== Segment start ==

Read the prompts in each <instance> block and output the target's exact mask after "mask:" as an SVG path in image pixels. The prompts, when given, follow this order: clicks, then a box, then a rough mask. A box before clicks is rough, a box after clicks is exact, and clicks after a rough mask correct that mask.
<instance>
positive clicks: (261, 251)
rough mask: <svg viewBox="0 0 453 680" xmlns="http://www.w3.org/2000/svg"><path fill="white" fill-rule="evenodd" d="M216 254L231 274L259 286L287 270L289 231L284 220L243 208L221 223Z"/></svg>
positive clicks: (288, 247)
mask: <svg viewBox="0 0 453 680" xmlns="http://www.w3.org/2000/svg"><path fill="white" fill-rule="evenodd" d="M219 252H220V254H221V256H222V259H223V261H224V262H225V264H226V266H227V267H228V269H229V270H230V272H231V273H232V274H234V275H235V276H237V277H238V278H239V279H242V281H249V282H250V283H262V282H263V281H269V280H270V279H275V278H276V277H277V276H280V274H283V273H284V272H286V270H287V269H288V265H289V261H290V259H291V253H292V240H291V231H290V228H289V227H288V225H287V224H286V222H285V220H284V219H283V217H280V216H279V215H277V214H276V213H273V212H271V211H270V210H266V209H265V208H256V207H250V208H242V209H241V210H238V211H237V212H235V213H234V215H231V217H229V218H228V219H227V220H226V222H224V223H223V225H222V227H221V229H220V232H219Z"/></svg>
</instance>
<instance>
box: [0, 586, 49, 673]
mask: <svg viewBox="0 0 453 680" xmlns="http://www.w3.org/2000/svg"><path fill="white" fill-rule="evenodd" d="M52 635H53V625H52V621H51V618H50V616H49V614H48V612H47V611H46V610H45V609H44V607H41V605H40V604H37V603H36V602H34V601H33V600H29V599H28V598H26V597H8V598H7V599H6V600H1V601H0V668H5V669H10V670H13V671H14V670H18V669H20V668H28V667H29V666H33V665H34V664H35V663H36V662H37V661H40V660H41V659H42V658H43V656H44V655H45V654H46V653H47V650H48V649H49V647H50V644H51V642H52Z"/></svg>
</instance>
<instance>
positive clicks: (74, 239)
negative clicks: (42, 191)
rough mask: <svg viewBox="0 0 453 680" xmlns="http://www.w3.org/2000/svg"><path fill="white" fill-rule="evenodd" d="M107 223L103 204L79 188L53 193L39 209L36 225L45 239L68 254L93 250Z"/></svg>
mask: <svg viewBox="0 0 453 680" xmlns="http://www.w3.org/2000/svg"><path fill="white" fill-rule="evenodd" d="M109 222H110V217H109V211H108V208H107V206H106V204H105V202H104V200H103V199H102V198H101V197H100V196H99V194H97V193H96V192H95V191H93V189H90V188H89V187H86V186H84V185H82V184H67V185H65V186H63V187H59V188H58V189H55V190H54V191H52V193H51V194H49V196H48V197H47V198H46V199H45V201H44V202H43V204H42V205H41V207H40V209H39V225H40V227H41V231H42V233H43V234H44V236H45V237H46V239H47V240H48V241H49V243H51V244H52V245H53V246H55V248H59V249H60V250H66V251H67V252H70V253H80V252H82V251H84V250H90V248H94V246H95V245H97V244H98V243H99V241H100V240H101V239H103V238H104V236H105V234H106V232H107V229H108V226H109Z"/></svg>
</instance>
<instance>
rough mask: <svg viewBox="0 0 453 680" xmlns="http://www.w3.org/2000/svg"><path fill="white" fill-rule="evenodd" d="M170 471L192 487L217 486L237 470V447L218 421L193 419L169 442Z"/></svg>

== Segment end ==

• [Work task] Each line must be given again exactly as written above.

• [Result for this exercise]
Read the prompts in each <instance> block and output the target's exact mask after "mask:" as an SVG path in image pixels. The prompts, when given, follow this order: clicks, then a box, then a rough mask. A box before clicks is rough, a box after clicks is exact, and clicks after a rough mask correct that mask.
<instance>
positive clicks: (261, 251)
rough mask: <svg viewBox="0 0 453 680" xmlns="http://www.w3.org/2000/svg"><path fill="white" fill-rule="evenodd" d="M216 254L231 274L259 286L287 270L289 231L284 220L243 208L221 223Z"/></svg>
positive clicks: (288, 247)
mask: <svg viewBox="0 0 453 680" xmlns="http://www.w3.org/2000/svg"><path fill="white" fill-rule="evenodd" d="M219 252H220V254H221V256H222V259H223V261H224V262H225V264H226V266H227V267H228V269H229V270H230V272H231V273H232V274H234V275H235V276H237V277H238V278H239V279H242V281H249V282H250V283H262V282H263V281H269V280H270V279H275V278H276V277H277V276H280V274H283V273H284V272H286V270H287V269H288V265H289V261H290V259H291V253H292V240H291V231H290V228H289V227H288V225H287V224H286V222H285V220H284V219H283V217H280V216H279V215H277V214H276V213H273V212H271V211H270V210H266V209H265V208H256V207H250V208H242V209H241V210H238V211H237V212H235V213H234V215H231V217H229V218H228V219H227V220H226V222H224V223H223V225H222V227H221V229H220V232H219Z"/></svg>
</instance>
<instance>
box: [0, 586, 49, 673]
mask: <svg viewBox="0 0 453 680" xmlns="http://www.w3.org/2000/svg"><path fill="white" fill-rule="evenodd" d="M52 635H53V625H52V621H51V618H50V616H49V614H48V612H47V611H46V610H45V609H44V607H41V605H40V604H37V603H36V602H34V601H33V600H29V599H28V598H26V597H8V598H7V599H6V600H1V601H0V668H5V669H10V670H13V671H14V670H18V669H20V668H28V667H29V666H33V665H34V664H35V663H36V662H37V661H40V660H41V659H42V658H43V656H44V655H45V654H46V653H47V650H48V649H49V647H50V644H51V642H52Z"/></svg>
</instance>
<instance>
positive clicks: (74, 239)
negative clicks: (42, 191)
rough mask: <svg viewBox="0 0 453 680" xmlns="http://www.w3.org/2000/svg"><path fill="white" fill-rule="evenodd" d="M107 223L103 204L79 188L53 193L39 209L36 225L45 239L68 254L93 250Z"/></svg>
mask: <svg viewBox="0 0 453 680" xmlns="http://www.w3.org/2000/svg"><path fill="white" fill-rule="evenodd" d="M109 222H110V217H109V211H108V208H107V206H106V204H105V202H104V200H103V199H102V198H101V197H100V196H99V194H97V193H96V192H95V191H93V189H90V188H89V187H86V186H84V185H82V184H67V185H65V186H63V187H59V188H58V189H55V190H54V191H52V193H51V194H49V196H48V197H47V198H46V199H45V201H44V202H43V204H42V205H41V207H40V209H39V225H40V227H41V231H42V233H43V234H44V236H45V237H46V239H47V240H48V241H49V243H51V244H52V245H53V246H55V248H59V249H60V250H66V251H67V252H70V253H80V252H82V251H84V250H90V248H94V246H95V245H97V244H98V243H99V241H100V240H101V239H103V238H104V236H105V234H106V232H107V229H108V226H109Z"/></svg>
</instance>
<instance>
rough mask: <svg viewBox="0 0 453 680" xmlns="http://www.w3.org/2000/svg"><path fill="white" fill-rule="evenodd" d="M170 471L192 487L217 486L237 470V447L218 421L193 419L169 442Z"/></svg>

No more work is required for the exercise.